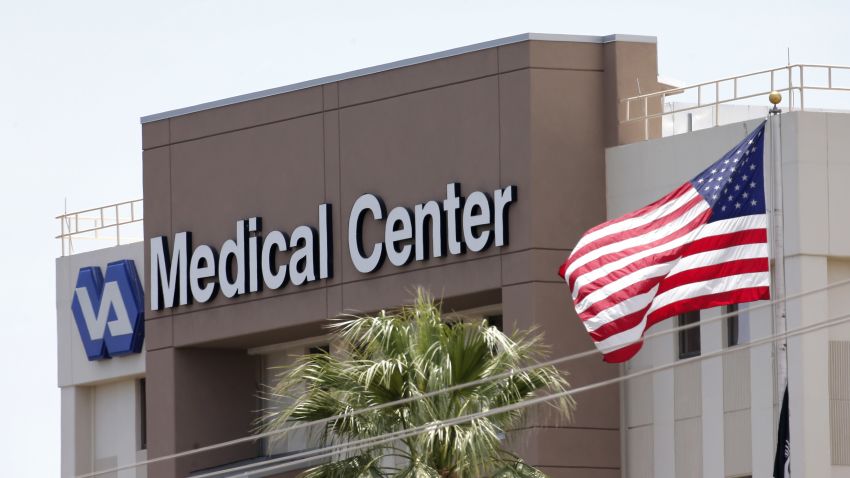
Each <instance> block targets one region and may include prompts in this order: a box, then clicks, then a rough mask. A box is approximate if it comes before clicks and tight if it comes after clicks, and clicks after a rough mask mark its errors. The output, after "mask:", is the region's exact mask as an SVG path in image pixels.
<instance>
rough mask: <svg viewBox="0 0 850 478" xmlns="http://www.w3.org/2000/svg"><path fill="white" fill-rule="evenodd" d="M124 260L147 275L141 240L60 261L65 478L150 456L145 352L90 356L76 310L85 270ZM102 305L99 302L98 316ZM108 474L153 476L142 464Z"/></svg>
mask: <svg viewBox="0 0 850 478" xmlns="http://www.w3.org/2000/svg"><path fill="white" fill-rule="evenodd" d="M124 259H129V260H132V261H134V263H135V266H136V268H137V271H138V275H139V277H144V248H143V243H141V242H136V243H133V244H129V245H122V246H117V247H110V248H107V249H100V250H96V251H93V252H84V253H80V254H72V255H69V256H65V257H60V258H58V259H56V317H57V330H58V347H59V350H58V368H59V376H58V380H59V387H60V388H61V390H62V398H61V400H62V432H61V437H62V460H61V461H62V476H63V477H70V476H76V475H80V474H84V473H89V472H92V471H96V470H103V469H108V468H114V467H116V466H121V465H127V464H131V463H135V462H137V461H139V460H144V459H146V458H147V451H146V448H147V443H146V441H147V438H146V432H145V419H146V411H145V352H144V351H142V352H141V353H135V354H129V355H125V356H120V357H112V358H105V359H102V360H89V359H88V357H87V355H86V351H85V349H84V347H83V342H82V337H81V334H80V331H79V330H78V328H77V325H76V323H75V320H74V316H73V312H72V302H73V300H74V292H75V288H76V286H77V277H78V274H79V272H80V269H82V268H84V267H99V268H101V270H102V271H105V270H106V266H107V264H109V263H110V262H113V261H117V260H124ZM92 301H93V302H96V301H95V300H92ZM97 308H98V307H97V305H94V309H95V310H94V313H95V314H97V312H98V311H97ZM103 476H111V477H115V478H143V477H145V476H147V475H146V473H145V467H139V468H136V469H130V470H124V471H121V472H118V473H112V474H108V475H103Z"/></svg>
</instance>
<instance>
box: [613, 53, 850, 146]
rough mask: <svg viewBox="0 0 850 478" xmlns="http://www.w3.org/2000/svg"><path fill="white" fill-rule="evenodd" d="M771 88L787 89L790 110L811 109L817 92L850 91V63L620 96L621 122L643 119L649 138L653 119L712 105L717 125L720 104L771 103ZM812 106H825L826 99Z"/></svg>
mask: <svg viewBox="0 0 850 478" xmlns="http://www.w3.org/2000/svg"><path fill="white" fill-rule="evenodd" d="M771 91H779V92H781V93H787V94H783V102H782V104H781V105H780V106H782V107H783V108H787V110H788V111H792V110H798V111H802V110H806V109H807V108H809V109H812V107H810V106H809V102H808V100H807V99H808V98H809V97H810V96H811V95H812V94H815V92H825V91H828V92H836V91H844V92H850V66H838V65H811V64H796V65H788V66H782V67H779V68H771V69H769V70H761V71H756V72H753V73H747V74H744V75H738V76H730V77H728V78H722V79H719V80H714V81H707V82H705V83H698V84H695V85H690V86H684V87H680V88H672V89H669V90H664V91H658V92H655V93H647V94H643V95H638V96H632V97H629V98H624V99H621V100H620V103H621V104H622V103H624V104H625V119H623V120H622V121H620V123H621V124H624V123H633V122H638V121H642V122H643V134H644V139H649V138H650V129H651V128H650V122H651V120H653V119H656V118H663V117H665V116H668V115H674V114H677V113H683V112H687V111H694V110H700V109H705V108H710V109H712V110H713V111H712V113H713V114H712V116H713V126H717V125H719V124H721V119H720V114H721V108H720V106H721V105H724V104H727V103H734V102H738V101H742V100H747V99H750V98H757V97H762V98H764V105H765V106H769V105H768V104H767V95H768V94H769V93H770V92H771ZM671 96H676V102H668V101H667V98H669V97H671ZM818 99H819V100H820V99H822V98H818ZM813 107H814V108H816V109H819V110H822V109H826V108H824V105H823V103H818V104H816V105H813Z"/></svg>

* * * * * * * * *

▶ **PROBLEM DETAILS**
Lay out the lines above as a Markdown table with columns "Index" and "Content", one row per line, numbered in order and skipping any blank lines. Leave the pictures out.

▶ **SOLVED PROBLEM**
| Index | Content |
|---|---|
| 1 | Each <instance> block targets one region and may include prompts in this order: a box, then clicks, then a rough mask. A box is approximate if it comes before clicks and tight if it comes after clicks, and clicks after a rough mask mark its errors. The output, after "mask:", is the region's exact mask as an SVG path in image pixels. |
| 2 | <instance> |
| 3 | rough mask: <svg viewBox="0 0 850 478" xmlns="http://www.w3.org/2000/svg"><path fill="white" fill-rule="evenodd" d="M124 260L147 275L141 240L60 261L65 478L150 456L145 352L90 356L76 310L85 270ZM102 305L99 302L98 316ZM108 474L153 476L142 464Z"/></svg> |
| 4 | mask: <svg viewBox="0 0 850 478" xmlns="http://www.w3.org/2000/svg"><path fill="white" fill-rule="evenodd" d="M124 259H129V260H132V261H134V263H135V266H136V268H137V271H138V275H139V277H144V248H143V243H141V242H136V243H133V244H129V245H122V246H117V247H110V248H107V249H100V250H96V251H93V252H84V253H80V254H72V255H69V256H65V257H60V258H58V259H56V317H57V330H58V347H59V350H58V368H59V376H58V380H59V387H60V388H61V390H62V398H61V400H62V432H61V437H62V460H61V461H62V476H63V477H70V476H76V475H80V474H84V473H89V472H92V471H96V470H103V469H108V468H114V467H116V466H121V465H127V464H131V463H135V462H137V461H139V460H144V459H146V458H147V451H146V448H147V443H146V441H147V438H146V432H145V419H146V411H145V352H144V351H142V352H141V353H135V354H129V355H125V356H120V357H112V358H105V359H102V360H89V359H88V357H87V355H86V351H85V349H84V347H83V342H82V337H81V334H80V331H79V330H78V328H77V325H76V323H75V320H74V316H73V312H72V302H73V300H74V292H75V288H76V286H77V277H78V274H79V272H80V269H82V268H84V267H99V268H101V270H102V271H105V270H106V266H107V264H109V263H110V262H113V261H117V260H124ZM92 301H93V302H96V301H95V300H92ZM97 308H98V307H97V305H94V309H95V310H94V313H95V314H97V312H98V311H97ZM103 476H111V477H115V478H143V477H145V476H147V475H146V473H145V467H139V468H136V469H130V470H124V471H121V472H118V473H112V474H108V475H103Z"/></svg> |
| 5 | </instance> |
| 6 | <instance> |
| 7 | box: [613, 53, 850, 146] |
| 8 | rough mask: <svg viewBox="0 0 850 478" xmlns="http://www.w3.org/2000/svg"><path fill="white" fill-rule="evenodd" d="M771 88L787 89L790 110L811 109L817 92L850 91V63L620 96L621 122L643 119L649 138L653 119L712 105L717 125L720 104L771 103ZM812 106H825L826 99Z"/></svg> |
| 9 | mask: <svg viewBox="0 0 850 478" xmlns="http://www.w3.org/2000/svg"><path fill="white" fill-rule="evenodd" d="M771 91H779V92H781V93H787V94H783V102H782V104H781V105H780V106H782V107H783V108H787V110H788V111H792V110H798V111H802V110H806V109H807V108H809V109H812V107H810V106H809V102H808V100H807V99H808V98H809V97H810V96H811V95H812V94H815V92H825V91H828V92H836V91H844V92H850V66H838V65H811V64H796V65H788V66H782V67H779V68H771V69H769V70H761V71H756V72H753V73H747V74H744V75H738V76H730V77H728V78H722V79H719V80H714V81H707V82H705V83H698V84H695V85H690V86H684V87H680V88H672V89H669V90H664V91H658V92H655V93H647V94H643V95H638V96H632V97H629V98H624V99H621V100H620V103H621V104H622V103H624V104H625V119H623V120H622V121H620V123H621V124H624V123H633V122H638V121H642V122H643V134H644V139H649V138H650V129H651V128H650V122H651V120H653V119H656V118H663V117H665V116H668V115H674V114H677V113H683V112H687V111H694V110H700V109H705V108H710V109H712V110H713V111H712V113H713V114H712V116H713V126H717V125H719V124H721V119H720V114H721V108H720V106H721V105H724V104H727V103H734V102H738V101H742V100H747V99H750V98H757V97H762V98H764V105H765V106H769V105H768V104H767V95H768V94H769V93H770V92H771ZM671 96H676V102H668V101H667V98H669V97H671ZM818 99H819V100H820V99H822V98H818ZM813 107H814V108H816V109H819V110H822V109H826V108H824V105H823V103H818V104H816V105H813Z"/></svg> |